OBJECTIVE: Repeat the lines below without changes, from the line with "Here's a bet: you won't be able to pinpoint the twig" to the line with "50 208 145 248".

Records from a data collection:
◇ ◇ ◇ ◇ ◇ ◇ ◇

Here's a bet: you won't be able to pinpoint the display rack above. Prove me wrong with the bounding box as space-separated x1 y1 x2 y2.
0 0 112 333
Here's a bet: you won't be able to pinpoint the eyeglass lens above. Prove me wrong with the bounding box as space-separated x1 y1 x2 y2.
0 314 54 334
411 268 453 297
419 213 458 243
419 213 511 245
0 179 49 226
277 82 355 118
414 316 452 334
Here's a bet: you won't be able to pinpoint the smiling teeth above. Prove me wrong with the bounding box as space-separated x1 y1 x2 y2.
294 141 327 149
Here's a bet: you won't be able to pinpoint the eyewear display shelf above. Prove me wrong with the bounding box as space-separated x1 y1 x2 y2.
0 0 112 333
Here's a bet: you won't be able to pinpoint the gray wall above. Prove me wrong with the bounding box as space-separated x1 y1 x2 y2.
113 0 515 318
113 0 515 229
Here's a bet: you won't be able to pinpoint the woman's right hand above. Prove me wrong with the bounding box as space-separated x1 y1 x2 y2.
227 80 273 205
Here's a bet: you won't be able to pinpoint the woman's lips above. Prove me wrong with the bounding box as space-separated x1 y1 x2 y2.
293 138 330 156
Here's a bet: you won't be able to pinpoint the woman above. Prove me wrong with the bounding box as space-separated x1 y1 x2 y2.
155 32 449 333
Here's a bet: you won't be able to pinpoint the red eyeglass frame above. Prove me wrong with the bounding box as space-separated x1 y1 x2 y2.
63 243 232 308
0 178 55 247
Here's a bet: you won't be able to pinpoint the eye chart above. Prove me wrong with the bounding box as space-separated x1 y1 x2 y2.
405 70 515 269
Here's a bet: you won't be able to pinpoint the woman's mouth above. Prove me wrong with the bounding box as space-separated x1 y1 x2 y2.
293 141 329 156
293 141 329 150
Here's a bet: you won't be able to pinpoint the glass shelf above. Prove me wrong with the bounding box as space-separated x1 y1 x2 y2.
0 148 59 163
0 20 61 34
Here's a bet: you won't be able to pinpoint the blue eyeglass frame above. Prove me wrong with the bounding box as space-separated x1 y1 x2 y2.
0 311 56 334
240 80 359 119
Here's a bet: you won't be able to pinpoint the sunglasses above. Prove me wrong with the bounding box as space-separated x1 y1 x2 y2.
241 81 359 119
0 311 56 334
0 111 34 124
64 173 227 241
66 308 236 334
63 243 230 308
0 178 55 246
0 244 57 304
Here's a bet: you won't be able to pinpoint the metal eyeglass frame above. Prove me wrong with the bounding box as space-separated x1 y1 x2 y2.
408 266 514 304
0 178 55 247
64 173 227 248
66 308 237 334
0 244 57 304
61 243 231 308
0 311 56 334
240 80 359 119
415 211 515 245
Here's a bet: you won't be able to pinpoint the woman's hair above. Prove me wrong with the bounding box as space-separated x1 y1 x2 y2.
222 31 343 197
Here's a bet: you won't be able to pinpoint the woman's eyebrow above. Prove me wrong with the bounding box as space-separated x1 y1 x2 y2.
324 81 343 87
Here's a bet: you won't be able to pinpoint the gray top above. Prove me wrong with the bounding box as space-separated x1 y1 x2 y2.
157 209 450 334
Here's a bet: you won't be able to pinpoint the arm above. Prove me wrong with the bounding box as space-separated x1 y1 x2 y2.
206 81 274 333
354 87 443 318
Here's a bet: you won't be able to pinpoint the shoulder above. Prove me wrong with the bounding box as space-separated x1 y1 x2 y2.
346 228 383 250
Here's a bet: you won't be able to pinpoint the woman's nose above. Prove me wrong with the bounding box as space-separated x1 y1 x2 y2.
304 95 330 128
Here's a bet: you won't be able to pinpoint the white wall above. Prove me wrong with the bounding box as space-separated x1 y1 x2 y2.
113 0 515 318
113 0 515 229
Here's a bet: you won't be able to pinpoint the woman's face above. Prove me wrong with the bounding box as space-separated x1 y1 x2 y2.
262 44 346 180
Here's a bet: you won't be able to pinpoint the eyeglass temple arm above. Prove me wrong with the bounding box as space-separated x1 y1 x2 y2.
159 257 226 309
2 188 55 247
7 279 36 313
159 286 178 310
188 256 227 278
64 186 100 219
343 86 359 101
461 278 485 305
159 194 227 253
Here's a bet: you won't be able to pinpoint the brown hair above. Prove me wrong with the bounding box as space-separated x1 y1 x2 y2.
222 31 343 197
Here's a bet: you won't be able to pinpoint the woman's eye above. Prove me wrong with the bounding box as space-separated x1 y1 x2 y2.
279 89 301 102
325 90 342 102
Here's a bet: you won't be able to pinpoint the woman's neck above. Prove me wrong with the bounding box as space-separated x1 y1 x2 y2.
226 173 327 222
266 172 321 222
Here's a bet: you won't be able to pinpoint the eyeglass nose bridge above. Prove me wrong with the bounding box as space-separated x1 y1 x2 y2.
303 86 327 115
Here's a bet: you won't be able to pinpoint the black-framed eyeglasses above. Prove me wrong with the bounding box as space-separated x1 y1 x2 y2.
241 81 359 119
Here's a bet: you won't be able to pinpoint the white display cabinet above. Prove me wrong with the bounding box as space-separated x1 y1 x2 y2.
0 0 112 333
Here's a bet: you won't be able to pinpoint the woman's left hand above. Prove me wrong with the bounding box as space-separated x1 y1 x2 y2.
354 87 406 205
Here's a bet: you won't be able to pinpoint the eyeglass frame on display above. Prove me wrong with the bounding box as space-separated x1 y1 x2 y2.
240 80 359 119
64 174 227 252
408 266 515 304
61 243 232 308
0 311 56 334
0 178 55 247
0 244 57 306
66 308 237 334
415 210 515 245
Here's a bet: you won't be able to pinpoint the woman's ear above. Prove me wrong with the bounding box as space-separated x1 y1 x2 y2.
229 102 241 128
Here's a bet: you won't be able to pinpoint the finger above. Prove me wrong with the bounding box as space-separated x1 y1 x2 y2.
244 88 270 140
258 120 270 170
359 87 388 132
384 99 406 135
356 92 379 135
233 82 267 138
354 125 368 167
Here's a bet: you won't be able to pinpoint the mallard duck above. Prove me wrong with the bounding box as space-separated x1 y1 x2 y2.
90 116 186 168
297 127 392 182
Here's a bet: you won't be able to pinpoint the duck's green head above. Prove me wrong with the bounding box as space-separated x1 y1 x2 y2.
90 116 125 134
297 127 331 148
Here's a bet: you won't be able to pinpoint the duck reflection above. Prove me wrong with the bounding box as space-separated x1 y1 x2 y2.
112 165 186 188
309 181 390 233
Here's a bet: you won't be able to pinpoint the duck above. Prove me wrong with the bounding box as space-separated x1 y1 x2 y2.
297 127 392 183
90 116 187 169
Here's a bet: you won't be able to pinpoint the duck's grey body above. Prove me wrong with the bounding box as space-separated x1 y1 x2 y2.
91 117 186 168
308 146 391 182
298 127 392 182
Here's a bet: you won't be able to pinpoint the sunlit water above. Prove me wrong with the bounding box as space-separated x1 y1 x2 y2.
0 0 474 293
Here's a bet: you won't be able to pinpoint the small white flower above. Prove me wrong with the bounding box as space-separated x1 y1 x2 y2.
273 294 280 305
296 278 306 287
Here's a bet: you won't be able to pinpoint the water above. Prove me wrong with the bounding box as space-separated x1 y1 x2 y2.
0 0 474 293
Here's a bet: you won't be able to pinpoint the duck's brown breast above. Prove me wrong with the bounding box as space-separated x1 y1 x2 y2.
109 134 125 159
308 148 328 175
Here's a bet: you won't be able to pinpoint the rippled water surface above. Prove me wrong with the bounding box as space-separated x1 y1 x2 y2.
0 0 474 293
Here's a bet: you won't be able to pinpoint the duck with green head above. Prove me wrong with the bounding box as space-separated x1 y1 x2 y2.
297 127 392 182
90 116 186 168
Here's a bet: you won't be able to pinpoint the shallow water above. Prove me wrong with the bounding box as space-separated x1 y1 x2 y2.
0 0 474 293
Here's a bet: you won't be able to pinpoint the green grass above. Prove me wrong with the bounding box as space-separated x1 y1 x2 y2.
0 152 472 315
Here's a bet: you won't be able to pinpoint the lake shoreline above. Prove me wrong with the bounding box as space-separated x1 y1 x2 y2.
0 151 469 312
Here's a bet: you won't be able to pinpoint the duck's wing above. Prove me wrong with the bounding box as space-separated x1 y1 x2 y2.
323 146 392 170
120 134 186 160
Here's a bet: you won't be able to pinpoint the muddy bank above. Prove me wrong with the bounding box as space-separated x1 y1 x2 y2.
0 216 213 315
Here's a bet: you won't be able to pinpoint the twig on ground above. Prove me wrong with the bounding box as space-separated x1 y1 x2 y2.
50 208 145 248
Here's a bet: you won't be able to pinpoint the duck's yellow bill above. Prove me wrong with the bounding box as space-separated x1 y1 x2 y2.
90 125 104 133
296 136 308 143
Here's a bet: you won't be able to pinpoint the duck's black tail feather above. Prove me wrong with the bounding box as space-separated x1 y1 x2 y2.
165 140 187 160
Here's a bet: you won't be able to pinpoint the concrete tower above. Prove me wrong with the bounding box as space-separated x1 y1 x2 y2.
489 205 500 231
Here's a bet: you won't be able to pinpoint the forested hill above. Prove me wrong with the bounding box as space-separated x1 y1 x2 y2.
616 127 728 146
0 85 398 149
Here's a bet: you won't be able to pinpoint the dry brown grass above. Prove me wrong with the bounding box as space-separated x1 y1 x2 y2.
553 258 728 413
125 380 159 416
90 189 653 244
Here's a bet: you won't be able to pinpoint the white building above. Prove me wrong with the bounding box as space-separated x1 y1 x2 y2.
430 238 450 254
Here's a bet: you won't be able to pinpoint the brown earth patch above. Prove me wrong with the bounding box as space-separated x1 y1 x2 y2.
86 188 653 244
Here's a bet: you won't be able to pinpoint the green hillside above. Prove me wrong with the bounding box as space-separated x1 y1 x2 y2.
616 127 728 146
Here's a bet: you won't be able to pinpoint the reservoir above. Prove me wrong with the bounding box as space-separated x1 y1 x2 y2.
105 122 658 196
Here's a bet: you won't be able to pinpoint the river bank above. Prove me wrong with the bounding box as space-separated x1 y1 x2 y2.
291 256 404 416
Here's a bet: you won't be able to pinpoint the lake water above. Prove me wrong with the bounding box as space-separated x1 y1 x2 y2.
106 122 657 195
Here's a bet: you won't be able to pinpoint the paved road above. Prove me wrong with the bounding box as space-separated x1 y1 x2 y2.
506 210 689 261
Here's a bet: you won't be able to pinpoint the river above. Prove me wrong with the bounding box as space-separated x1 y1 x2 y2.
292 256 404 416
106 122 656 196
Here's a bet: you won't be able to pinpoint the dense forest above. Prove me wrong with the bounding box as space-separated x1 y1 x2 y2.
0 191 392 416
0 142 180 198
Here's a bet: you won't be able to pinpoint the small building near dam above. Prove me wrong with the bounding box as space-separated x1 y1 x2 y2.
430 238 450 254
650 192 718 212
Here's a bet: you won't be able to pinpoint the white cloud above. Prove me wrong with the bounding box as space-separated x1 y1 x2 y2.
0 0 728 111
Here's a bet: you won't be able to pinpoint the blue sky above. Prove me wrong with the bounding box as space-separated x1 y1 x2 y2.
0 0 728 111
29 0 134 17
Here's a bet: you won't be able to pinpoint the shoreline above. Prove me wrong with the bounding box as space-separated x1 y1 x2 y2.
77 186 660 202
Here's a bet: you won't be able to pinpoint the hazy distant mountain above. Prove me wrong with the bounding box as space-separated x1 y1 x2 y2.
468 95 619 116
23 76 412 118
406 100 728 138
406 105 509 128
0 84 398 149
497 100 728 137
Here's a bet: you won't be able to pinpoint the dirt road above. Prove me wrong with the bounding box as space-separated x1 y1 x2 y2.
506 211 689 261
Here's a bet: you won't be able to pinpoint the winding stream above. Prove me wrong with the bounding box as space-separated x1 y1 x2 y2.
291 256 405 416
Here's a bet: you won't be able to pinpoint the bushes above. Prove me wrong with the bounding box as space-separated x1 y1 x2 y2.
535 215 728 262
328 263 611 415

◇ ◇ ◇ ◇ ◇ ◇ ◇

TASK RESPONSE:
Here's a bet: you won't be able to pinpoint the twig on ground above. Prove me wrong with the bounding box as space-separated x1 y1 x2 y2.
50 208 145 248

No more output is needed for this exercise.